- [THE EXERCISE] Arrange each line of the listing below as a Markdown table with the columns Row and Line, numbering the rows and skipping blank lines. Leave the pictures out.

[Dataset items]

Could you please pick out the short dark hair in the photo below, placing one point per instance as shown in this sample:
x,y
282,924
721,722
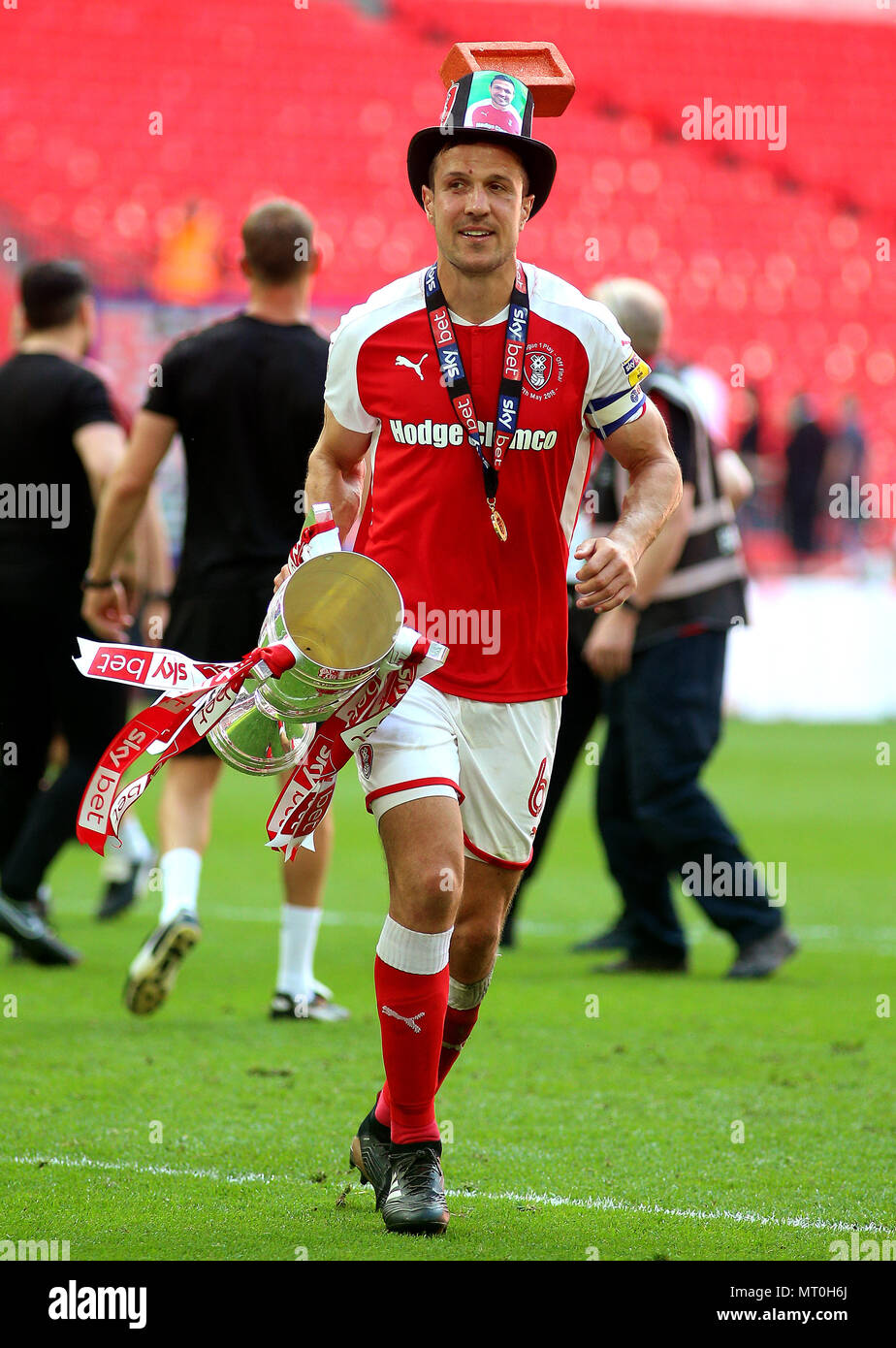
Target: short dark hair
x,y
51,293
272,236
430,177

- [FULL ANSWER]
| Row | Line |
|---|---|
| 1 | Could you please pick out the short dark hair in the photo below, placing one point per instance as shown in this sample: |
| 2 | x,y |
| 3 | 282,924 |
| 4 | 721,722 |
| 5 | Target: short dark hair |
| 6 | x,y |
| 7 | 51,293 |
| 8 | 272,236 |
| 9 | 430,177 |